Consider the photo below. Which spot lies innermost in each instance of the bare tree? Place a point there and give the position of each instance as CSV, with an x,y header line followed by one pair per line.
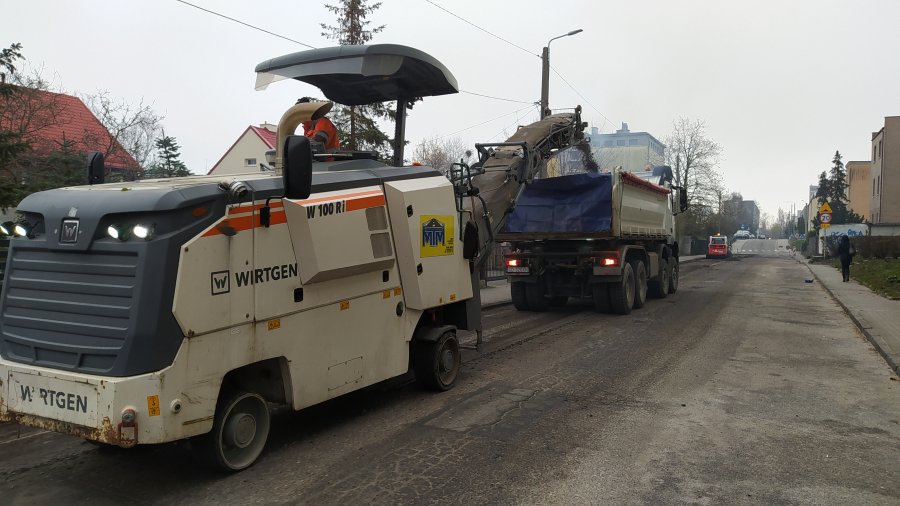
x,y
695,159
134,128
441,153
...
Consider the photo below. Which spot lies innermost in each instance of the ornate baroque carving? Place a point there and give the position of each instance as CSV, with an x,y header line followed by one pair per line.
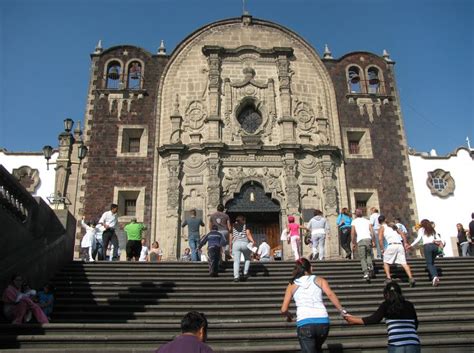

- [Problem to solve]: Show every line of the data above that contains the word "carving", treating uppercase and lowercase as different.

- [Solution below]:
Consider the photo below. Which spot lies innermost in each instance of the ornate baroque carving? Place a point there and give the position of each instance as CSV, with an x,y header line followed by one pair per line.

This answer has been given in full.